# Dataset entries

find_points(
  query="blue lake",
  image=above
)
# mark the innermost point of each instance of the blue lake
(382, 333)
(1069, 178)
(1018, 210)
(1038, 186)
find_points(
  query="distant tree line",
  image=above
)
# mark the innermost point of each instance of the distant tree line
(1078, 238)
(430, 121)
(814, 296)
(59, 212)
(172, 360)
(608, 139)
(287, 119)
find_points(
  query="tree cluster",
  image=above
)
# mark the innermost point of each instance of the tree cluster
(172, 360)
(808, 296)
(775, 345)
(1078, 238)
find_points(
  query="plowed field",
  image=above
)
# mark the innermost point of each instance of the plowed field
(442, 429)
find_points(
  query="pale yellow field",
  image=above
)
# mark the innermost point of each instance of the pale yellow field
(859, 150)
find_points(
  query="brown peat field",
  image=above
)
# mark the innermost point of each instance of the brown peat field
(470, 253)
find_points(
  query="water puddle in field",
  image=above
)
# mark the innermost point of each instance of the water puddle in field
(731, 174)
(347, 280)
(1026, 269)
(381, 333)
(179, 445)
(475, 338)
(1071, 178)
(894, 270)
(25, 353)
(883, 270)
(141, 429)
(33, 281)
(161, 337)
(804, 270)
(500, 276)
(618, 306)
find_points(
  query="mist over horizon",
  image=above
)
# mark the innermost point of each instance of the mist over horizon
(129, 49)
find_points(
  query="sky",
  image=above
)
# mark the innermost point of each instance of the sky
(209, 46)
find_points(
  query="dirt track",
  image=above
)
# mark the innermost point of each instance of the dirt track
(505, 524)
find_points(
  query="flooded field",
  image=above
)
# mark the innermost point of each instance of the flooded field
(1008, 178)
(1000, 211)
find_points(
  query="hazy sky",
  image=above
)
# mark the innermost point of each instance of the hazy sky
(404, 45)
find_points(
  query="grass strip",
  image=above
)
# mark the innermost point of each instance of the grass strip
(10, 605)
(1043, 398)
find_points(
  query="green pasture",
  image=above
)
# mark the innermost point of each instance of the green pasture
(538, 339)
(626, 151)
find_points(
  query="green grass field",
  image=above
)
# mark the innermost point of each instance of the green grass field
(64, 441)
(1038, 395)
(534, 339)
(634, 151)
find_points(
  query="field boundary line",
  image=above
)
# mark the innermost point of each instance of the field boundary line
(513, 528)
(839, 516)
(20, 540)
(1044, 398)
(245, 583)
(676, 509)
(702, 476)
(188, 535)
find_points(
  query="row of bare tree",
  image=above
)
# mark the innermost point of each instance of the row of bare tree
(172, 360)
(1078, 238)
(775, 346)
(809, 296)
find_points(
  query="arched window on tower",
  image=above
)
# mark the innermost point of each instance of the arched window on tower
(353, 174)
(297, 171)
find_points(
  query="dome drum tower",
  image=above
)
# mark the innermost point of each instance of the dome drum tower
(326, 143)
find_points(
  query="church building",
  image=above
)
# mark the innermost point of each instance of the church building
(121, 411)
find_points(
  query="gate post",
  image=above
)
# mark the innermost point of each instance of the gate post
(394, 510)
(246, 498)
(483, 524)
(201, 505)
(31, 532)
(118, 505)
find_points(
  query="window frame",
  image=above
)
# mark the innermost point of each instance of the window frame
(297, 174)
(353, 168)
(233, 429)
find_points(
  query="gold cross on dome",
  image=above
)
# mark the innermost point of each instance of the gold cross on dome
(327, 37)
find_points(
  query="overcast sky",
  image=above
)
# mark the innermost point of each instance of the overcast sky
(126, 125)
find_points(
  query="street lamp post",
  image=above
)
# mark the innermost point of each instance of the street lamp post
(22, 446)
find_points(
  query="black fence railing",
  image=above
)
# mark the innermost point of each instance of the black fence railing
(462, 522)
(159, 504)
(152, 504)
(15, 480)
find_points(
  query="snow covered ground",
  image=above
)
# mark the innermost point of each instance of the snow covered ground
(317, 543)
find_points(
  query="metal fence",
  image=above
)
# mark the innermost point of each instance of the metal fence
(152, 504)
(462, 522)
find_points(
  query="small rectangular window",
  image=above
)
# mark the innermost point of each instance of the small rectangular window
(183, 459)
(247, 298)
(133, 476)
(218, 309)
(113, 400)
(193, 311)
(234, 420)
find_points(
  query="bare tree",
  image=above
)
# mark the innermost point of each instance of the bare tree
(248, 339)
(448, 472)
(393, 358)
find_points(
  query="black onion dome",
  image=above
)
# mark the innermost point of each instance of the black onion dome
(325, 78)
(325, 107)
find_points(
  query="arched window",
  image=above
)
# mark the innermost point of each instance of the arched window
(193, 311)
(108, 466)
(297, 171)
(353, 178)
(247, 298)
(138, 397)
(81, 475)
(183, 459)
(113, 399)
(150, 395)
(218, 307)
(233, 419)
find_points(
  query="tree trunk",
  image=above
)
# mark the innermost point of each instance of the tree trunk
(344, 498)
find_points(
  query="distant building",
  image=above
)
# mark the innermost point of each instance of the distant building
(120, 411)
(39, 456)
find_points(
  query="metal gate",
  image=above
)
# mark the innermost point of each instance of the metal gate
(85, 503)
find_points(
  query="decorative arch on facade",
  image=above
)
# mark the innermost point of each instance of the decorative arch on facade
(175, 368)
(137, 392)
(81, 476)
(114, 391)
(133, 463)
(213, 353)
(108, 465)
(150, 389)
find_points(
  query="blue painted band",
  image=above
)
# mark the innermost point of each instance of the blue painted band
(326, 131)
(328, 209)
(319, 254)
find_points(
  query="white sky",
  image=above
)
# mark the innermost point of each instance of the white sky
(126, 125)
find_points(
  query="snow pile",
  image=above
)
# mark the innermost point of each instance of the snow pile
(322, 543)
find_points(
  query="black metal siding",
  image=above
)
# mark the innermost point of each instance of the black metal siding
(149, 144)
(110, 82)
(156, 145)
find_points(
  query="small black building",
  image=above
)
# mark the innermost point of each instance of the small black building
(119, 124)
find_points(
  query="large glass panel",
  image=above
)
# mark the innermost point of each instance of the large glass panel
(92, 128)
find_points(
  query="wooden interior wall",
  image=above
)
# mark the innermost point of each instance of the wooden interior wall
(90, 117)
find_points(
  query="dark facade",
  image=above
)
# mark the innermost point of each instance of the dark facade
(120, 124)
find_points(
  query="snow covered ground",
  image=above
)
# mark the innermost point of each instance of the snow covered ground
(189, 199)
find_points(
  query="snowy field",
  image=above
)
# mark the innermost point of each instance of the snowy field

# Directions for this task
Please transcribe all of the data above exactly.

# Answer to this problem
find_points(
  query="blue lake",
  image=above
)
# mark the innermost point of each instance of the blue lake
(382, 333)
(1069, 178)
(1018, 210)
(1038, 186)
find_points(
  query="distant tree line",
  image=above
)
# mark the innermost point of each instance of the distant tree line
(1078, 238)
(430, 121)
(814, 296)
(59, 212)
(172, 360)
(608, 139)
(287, 119)
find_points(
  query="tree cluster",
  image=above
)
# mark the innermost point of each instance of the tree cluster
(172, 360)
(808, 296)
(775, 345)
(1078, 238)
find_points(
  query="plowed field",
  image=above
)
# mark the innermost point of each instance of the plowed field
(442, 429)
find_points(
  query="pale yellow field",
  image=above
)
# mark the innermost point of each instance of the pale yellow field
(859, 150)
find_points(
  query="brown peat field",
  image=above
)
# mark the innermost point of each instance of the brown peat field
(470, 253)
find_points(
  query="water puddle in field",
  image=above
)
# mark the innermost point of each instance of the water puddle in field
(731, 174)
(347, 280)
(1026, 269)
(381, 333)
(179, 445)
(475, 338)
(1071, 178)
(894, 270)
(25, 353)
(883, 270)
(141, 429)
(33, 281)
(161, 337)
(804, 270)
(500, 276)
(618, 306)
find_points(
  query="mist over horizon",
  image=above
)
# mark the innermost point of each instance of the mist over horizon
(129, 49)
find_points(
  query="sky",
  image=above
)
# mark the innermost point of each instance of the sky
(209, 46)
find_points(
  query="dirt track",
  image=above
)
# mark the innermost point of each instance of the dirt track
(505, 524)
find_points(
  query="flooded field",
  image=above
)
# mark the innermost point of each instance of the flooded field
(1008, 178)
(1000, 211)
find_points(
  query="hazy sky",
  image=above
)
# mark the innermost point of each instance of the hazy sky
(404, 45)
find_points(
  query="grass strip",
  image=above
)
# mark the innermost point of each instance of the grass strip
(10, 605)
(1043, 398)
find_points(
  query="green pasture",
  image=above
)
# mark the innermost point of each instance of the green pasture
(538, 339)
(626, 151)
find_points(
  query="green grass field",
  image=above
)
# mark the innermost point of each instance of the green grass field
(64, 441)
(1038, 395)
(534, 339)
(634, 151)
find_points(
  query="field boundary line",
  image=above
)
# mark the innermost point of each instance of the field boundary line
(513, 528)
(839, 516)
(20, 540)
(1044, 398)
(245, 583)
(676, 509)
(702, 476)
(188, 535)
find_points(
  query="row of bare tree",
  image=above
)
# mark the innermost point of each instance of the row of bare tree
(172, 360)
(1078, 238)
(775, 346)
(809, 296)
find_points(
  query="arched window on tower",
  image=above
)
# mark the innermost point of each instance of the arched window on tower
(353, 174)
(297, 171)
find_points(
  query="dome drum tower",
  image=above
)
# mark the innermost point of each instance of the dome drum tower
(326, 143)
find_points(
  query="church building",
  image=above
)
# mark the innermost point of each instance of the church building
(121, 411)
find_points(
  query="gate post",
  image=above
)
# mark the innermost point of each instance of the gate post
(394, 510)
(246, 498)
(483, 524)
(201, 505)
(31, 532)
(118, 505)
find_points(
  query="window frame",
  image=above
)
# mark the innermost point of each instance of the window frame
(297, 174)
(353, 168)
(233, 429)
find_points(
  query="gold cross on dome",
  image=above
)
# mark the innermost point of each instance of the gold cross on dome
(327, 37)
find_points(
  query="overcast sky",
  image=above
)
# mark the innermost point of each instance of the overcast sky
(126, 125)
find_points(
  query="street lamp post",
  image=above
)
# mark the innermost point of each instance of the street lamp post
(22, 446)
find_points(
  query="black fence railing",
  image=above
)
# mark the innermost point of each instance of the black fence railing
(462, 522)
(159, 504)
(152, 504)
(15, 480)
find_points(
  query="snow covered ground",
  image=above
)
# mark the innermost point of each instance of the snow covered ground
(317, 543)
find_points(
  query="metal fence",
  image=above
)
# mark the innermost point of each instance of the metal fence
(152, 504)
(462, 522)
find_points(
  query="small rectangular window",
  image=above
)
# mark the innermost point of each instance of the small rectangular window
(183, 459)
(247, 298)
(133, 476)
(218, 309)
(113, 400)
(193, 311)
(234, 420)
find_points(
  query="bare tree",
  image=above
)
# mark the innermost point of each instance of the bare tree
(248, 339)
(448, 472)
(393, 358)
find_points(
  query="black onion dome",
  image=above
)
# mark the innermost point of each instance of the black onion dome
(325, 78)
(325, 107)
find_points(
  query="arched window",
  image=above
)
# mark the innermost point of each instance of the arched window
(193, 311)
(108, 466)
(297, 171)
(353, 178)
(247, 298)
(138, 397)
(81, 475)
(183, 459)
(113, 399)
(150, 395)
(218, 307)
(233, 419)
find_points(
  query="tree trunk",
  image=above
)
# mark the innermost point of each instance of the tree trunk
(344, 498)
find_points(
  query="distant building",
  image=above
)
# mark the innermost point of each instance of the distant building
(120, 411)
(39, 456)
find_points(
  query="metal gate",
  image=above
)
# mark the innermost point of each instance of the metal gate
(85, 503)
find_points(
  query="decorative arch on facade",
  image=above
)
# mark the innermost point of each instance of the decorative arch on facade
(175, 368)
(137, 392)
(81, 476)
(114, 391)
(133, 463)
(213, 353)
(108, 465)
(150, 389)
find_points(
  query="blue painted band",
  image=above
)
# mark the innermost point of each instance of the blue painted band
(326, 131)
(328, 209)
(319, 254)
find_points(
  query="white sky",
  image=above
)
# mark the innermost point of each instance of the white sky
(126, 125)
find_points(
  query="snow pile",
  image=above
)
# mark the innermost point of each instance of the snow pile
(322, 543)
find_points(
  query="black metal siding",
  image=above
)
# mark the innermost point of each instance of the black metal siding
(149, 144)
(110, 82)
(156, 145)
find_points(
  query="small black building",
  image=above
)
# mark the innermost point of each instance of the small black building
(119, 124)
find_points(
  query="large glass panel",
  image=above
)
# mark the innermost point of each instance of the large glass panel
(92, 128)
find_points(
  query="wooden interior wall",
  image=above
)
# mark the innermost point of each instance of the wooden interior wall
(90, 117)
find_points(
  query="dark facade",
  image=above
)
# mark the innermost point of each instance of the dark facade
(120, 124)
find_points(
  query="snow covered ground",
  image=above
)
# mark the innermost point of each instance of the snow covered ground
(189, 199)
find_points(
  query="snowy field",
  image=above
)
# mark the innermost point of each instance of the snowy field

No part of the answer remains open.